# Source passage
- - - - - - -
So I finished a painting today. And started it four hours before I finished. Not particularly remarkable, one could say, but it is a nice painting at this point, sitting there waiting for me to study it over the next few days and see if I ought to tweak it or just let it be.
Still not remarkable, except for one thing.
Beneath this painting, scraped and sanded down to a nondescript blue-gray, is the evidence of the painting I had been doing, the painting that would not work no matter what, that turned into mud at every turn, and which was one of those paintings where you are interrupted so often you forget what you were looking at - yes, it was one of those paintings that almost convinced me to never paint again.
Except for another thing: if you are trying to be creative, no matter in what area, you have to learn to love frustration. Because frustration tells you that you need to stop, just for a moment or a day, and take a deep breath. It tells you that what you are doing is not working, and whether that is due to a technical problem or a weakness in your design or the consistency of your paint or a paint-clogged brush or the fact that you are not thinking about your brushwork - what is not working is something you can fix. It is not your creativity that is at fault. It is not your artistic vision that has run away.
It is something you can fix.
- - - - - - -
[Dataset entries]

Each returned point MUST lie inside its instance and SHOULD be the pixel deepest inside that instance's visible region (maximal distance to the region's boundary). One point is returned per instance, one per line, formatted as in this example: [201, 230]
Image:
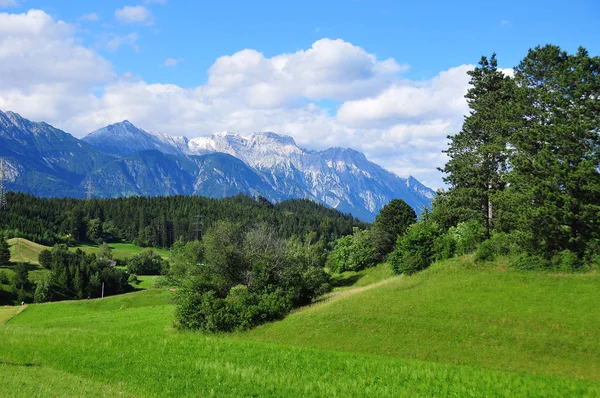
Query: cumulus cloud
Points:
[170, 62]
[46, 74]
[112, 42]
[134, 14]
[331, 69]
[8, 3]
[90, 17]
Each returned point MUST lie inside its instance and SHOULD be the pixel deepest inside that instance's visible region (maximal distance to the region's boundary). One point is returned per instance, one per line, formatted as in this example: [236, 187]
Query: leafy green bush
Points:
[45, 258]
[500, 244]
[445, 245]
[133, 280]
[468, 235]
[415, 250]
[248, 279]
[528, 261]
[356, 252]
[566, 261]
[4, 278]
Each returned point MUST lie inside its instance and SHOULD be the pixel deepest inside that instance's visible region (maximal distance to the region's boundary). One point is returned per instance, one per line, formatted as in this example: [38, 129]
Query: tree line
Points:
- - - - - - -
# Exercise instructions
Please state the color the earlier failed painting was scraped and sanded down to, according to the essay on painting.

# Output below
A nondescript blue-gray.